[Coordinate annotation records]

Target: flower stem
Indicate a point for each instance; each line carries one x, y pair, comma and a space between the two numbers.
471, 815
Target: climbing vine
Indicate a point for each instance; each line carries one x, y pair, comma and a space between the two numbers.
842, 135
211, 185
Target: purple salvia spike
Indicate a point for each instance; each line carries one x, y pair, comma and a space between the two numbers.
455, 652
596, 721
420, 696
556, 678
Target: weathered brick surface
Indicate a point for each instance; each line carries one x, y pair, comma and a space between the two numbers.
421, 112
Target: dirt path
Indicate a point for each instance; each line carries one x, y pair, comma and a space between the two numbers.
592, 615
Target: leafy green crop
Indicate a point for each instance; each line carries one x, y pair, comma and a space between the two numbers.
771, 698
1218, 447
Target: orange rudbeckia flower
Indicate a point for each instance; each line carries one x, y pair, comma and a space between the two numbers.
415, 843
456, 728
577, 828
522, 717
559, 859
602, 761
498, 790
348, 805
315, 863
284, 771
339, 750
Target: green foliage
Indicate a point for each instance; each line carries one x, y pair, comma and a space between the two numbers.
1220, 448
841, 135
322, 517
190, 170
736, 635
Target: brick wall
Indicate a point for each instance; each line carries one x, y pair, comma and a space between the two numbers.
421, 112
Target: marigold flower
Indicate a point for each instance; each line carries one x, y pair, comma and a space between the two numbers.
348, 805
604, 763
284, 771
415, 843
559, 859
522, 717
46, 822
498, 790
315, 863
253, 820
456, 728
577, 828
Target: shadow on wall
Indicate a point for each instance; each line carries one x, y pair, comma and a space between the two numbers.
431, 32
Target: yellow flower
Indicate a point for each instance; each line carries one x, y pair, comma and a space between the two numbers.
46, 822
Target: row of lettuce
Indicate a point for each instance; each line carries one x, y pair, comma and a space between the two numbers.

REQUIREMENTS: Copy out word for word the lines from the one with "Target: yellow flower" through the end of the records, including both ends.

THE RESULT:
Target: yellow flower
Indicate a point for each instance; each line carries one x, y pair, comma and a space between the two numbers.
46, 822
Target: row of lettuce
Indicate a point for each instance; each line carries one x, y pair, comma and a space between the two numbers.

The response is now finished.